Passage provided below:

Friday, July 8, 2016

Outdoor Education Reduces Injury Risks

Hiking, canoeing, rock climbing, caving, and sailing, etc. why do people place themselves at risk to be involved in such activities?

To venture into the outdoors inherently increases the risk of physical injury, compared with say an armchair seat in front of the telly.


The outdoors is many things to many people, some are pure adrenaline freaks looking for that “high” which completing a difficult challenge has to offer. Others simply wish to get away from it all, relax and share some precious moments in their own Eden.

For most people, however, the real attraction of the outdoors is a synthesis of many disciplines. In the very real light of several recent mishaps, I feel it appropriate that an article such as this be made available to the general public.

As long as we have a free democratic society and people have the right to choose where and how they spend their recreational time, we will also continue to have “accidents” in the outdoors. I feel it impossible to separate adventure, challenge and danger; they go hand in hand.

What one can do, however, is minimize the danger element, and try to eliminate the risk emanating from inadequate experience and/or equipment.

Spreading slowly through our education systems, Outdoor Education in schools is heading students in the right direction particularly with relation to methods and techniques of safely appreciating the outdoors.

The training expected of Outdoor Educators in this state is second to none; leadership award schemes are offered in canoeing, (in land and sea), bush walking, sailing and snow skiing to mention but a few. For a teacher to gain any or all of these awards is both highly time consuming and demanding. Those who elect to do so are after the experience and leadership ability, not a piece of paper.

With all this happening in schools and institutions there remain many who either call for 100 percent safe activities, or we take our children camping anyway.

End of Passage provided.
Record extracts below:

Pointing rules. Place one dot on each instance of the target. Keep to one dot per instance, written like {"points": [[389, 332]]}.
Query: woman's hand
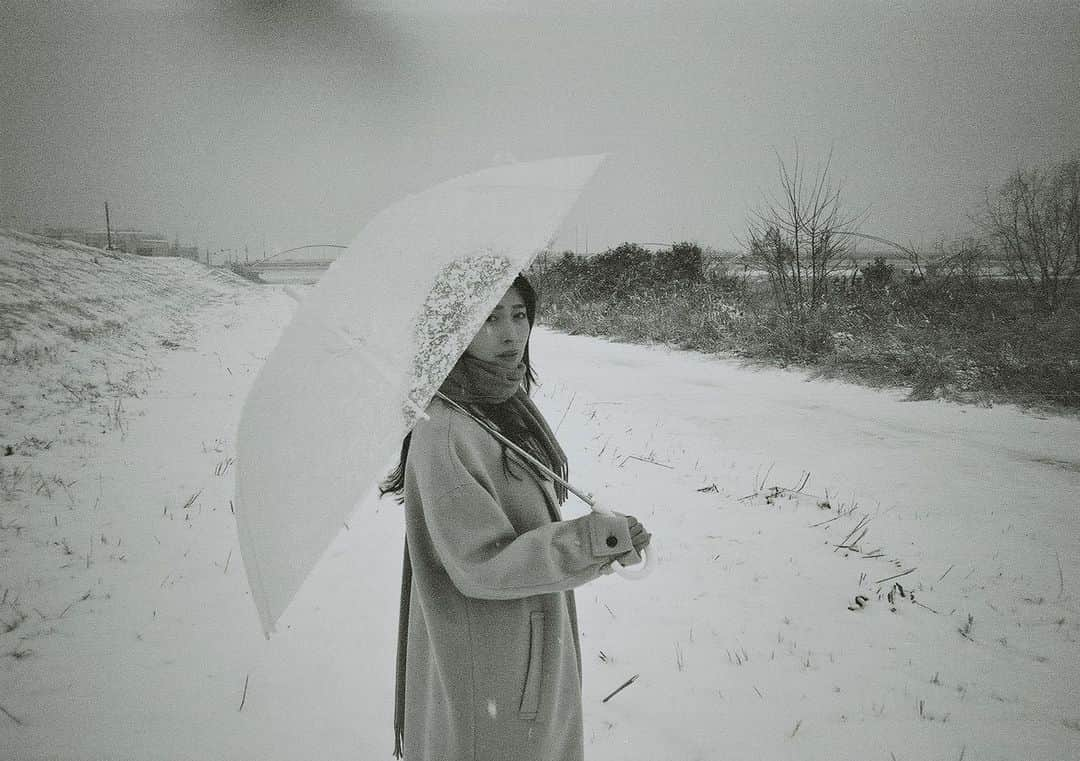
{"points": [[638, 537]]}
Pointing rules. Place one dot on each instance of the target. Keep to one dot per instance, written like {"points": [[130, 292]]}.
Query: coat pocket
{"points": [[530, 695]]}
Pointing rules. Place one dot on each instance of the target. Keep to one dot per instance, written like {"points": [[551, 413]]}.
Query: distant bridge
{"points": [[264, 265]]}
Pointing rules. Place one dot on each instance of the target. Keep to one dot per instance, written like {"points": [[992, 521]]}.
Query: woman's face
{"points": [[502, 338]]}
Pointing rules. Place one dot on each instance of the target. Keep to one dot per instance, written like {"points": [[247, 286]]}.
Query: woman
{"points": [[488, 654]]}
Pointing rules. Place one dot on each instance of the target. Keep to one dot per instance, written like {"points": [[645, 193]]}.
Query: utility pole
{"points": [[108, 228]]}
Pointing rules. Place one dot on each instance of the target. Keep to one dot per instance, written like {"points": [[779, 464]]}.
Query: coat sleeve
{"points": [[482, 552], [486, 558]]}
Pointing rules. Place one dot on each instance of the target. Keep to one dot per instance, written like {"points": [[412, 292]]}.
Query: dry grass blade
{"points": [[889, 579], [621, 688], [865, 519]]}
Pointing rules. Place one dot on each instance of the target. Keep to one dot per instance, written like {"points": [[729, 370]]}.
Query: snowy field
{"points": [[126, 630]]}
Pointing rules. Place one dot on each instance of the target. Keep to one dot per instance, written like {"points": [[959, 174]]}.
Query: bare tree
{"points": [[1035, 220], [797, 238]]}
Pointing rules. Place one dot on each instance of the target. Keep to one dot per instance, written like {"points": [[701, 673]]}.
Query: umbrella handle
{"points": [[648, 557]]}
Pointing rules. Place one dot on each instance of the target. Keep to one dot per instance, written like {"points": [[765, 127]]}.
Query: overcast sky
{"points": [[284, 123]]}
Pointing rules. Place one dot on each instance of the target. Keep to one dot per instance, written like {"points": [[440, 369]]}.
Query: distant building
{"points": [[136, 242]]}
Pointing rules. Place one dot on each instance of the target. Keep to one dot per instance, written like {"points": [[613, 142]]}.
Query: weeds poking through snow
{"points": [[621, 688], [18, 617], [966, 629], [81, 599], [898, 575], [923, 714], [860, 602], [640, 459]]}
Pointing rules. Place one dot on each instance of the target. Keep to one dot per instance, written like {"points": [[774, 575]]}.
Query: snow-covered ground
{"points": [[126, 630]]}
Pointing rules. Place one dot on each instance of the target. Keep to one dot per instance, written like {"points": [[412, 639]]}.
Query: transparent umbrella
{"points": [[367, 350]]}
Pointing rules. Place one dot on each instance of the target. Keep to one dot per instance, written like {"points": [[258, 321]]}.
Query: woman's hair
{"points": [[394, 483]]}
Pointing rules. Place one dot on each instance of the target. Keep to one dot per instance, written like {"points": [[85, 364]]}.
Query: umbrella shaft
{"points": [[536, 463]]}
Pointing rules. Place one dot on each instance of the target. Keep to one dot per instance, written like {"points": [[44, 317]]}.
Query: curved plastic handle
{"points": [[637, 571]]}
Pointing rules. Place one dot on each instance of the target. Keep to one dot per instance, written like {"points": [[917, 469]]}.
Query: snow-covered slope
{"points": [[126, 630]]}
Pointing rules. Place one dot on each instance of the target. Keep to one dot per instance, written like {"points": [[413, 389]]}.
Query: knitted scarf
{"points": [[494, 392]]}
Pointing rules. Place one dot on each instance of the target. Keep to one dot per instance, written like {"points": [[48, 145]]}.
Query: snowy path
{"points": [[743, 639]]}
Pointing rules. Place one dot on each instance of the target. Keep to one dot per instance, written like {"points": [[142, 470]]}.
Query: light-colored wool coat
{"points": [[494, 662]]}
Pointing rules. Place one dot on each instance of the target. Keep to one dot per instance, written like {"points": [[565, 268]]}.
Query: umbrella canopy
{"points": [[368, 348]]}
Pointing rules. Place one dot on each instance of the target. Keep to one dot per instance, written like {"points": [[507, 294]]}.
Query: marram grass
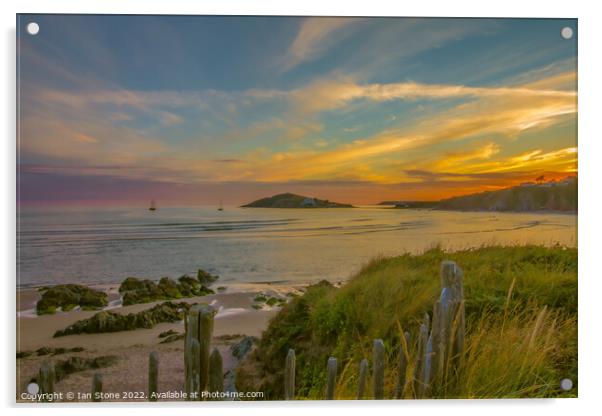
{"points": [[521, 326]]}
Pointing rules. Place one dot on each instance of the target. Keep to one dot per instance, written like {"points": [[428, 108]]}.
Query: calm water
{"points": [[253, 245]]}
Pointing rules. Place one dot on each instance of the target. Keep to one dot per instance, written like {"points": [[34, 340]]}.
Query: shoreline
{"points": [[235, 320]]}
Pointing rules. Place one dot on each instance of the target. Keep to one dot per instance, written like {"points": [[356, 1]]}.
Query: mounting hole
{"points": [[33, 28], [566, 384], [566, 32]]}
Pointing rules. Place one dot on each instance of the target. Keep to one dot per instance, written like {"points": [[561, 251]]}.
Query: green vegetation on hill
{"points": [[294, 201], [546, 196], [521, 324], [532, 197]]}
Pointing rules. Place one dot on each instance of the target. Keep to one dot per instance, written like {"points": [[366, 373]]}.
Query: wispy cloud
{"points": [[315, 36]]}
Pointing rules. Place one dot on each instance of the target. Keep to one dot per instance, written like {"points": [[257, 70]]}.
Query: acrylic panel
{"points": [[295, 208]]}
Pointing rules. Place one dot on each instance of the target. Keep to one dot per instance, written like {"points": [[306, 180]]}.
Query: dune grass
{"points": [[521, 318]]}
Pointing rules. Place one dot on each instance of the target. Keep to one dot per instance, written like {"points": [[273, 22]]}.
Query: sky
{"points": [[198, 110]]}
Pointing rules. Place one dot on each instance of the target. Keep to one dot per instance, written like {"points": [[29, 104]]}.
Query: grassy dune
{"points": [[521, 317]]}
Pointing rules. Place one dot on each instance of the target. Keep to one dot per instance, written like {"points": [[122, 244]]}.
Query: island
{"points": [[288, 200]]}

End of Record extracts.

◆ **The task**:
Please continue the outdoor education article from its final sentence onward.

◆ **Your response**:
Outdoor Education, as I understand it, offers students a diverse yet sequential series of activities designed to challenge, stimulate and invite further investigation. This must incorporate an element of potential danger integrated into a controlled framework.

This 100 percent safety is possible, albeit at great costs. We should end up with a series of “Mickey Mouse” recreational activities which hold such little challenge, they would inevitably fold.

The training, and especially, management of groups on ski-slopes, a bush walking trail or perhaps a canoe expedition place many real demands upon a leader. There is little we can do to substitute for experience, both leadership and intimate knowledge of the proposed framework, but what happens if that framework changes. How can we prepare for that situation?

One possible answer is to implement the excellent St John's casualty care, critical incident type role-playing exercises.

It is during these critical incident exercises that parents who accept the invitation to join us, frequently comment on the misconceptions or fallacies which still surface among junior students. It is this situation which concerns me greatly, yet I feel our first-aid educators are making inroads.

Developing leadership qualities and problem solving skills in a given situation are high on our list of priorities. Before we take any group into the outdoors, we suggest the following points need to be answered:

  • The proposed route carefully chosen with the ability, experience of the group and leaders.
  • Prevailing, expected weather conditions.
  • Time and distance between campsites, alternatives, rest stops. 
  • Contingency plans, each night to have 1 or 2 alternative sites, emergency evacuation plans, routes out. 
  • Who is the nominated medical expert? Are others capable of helping or taking over?
  • Have you left a proposed route etc with a responsible person in case you are late, if not a note to Rangers etc on car windscreen?
  • Honestly, could you cope if your framework collapsed?
  • Are all party members adequately equipped, clothed and waterproofed? 
  • Never go out alone - or accept the repercussions to your safety. 
  • Hypothermia kills. Looking back over most of our recent mountaineering, canoeing, walking tragedies, the loss of body core temperature more often than not is the real killer.
  • Notify the local police of proposed activity, intended route, time of departure, return etc, where your vehicle is left and registration no.

Setting off on a pleasant afternoon's stroll or paddle with a gentle breeze and blue skies is a great experience, being forced to spend a night or two in sub zero temperatures (remember wind-chill factor) is a life threatening experience. Simply by carrying an emergency thermal space blanket (no larger than a packet of cigarettes) and notifying someone where you were going, probably would be enough to make the difference between survival and death.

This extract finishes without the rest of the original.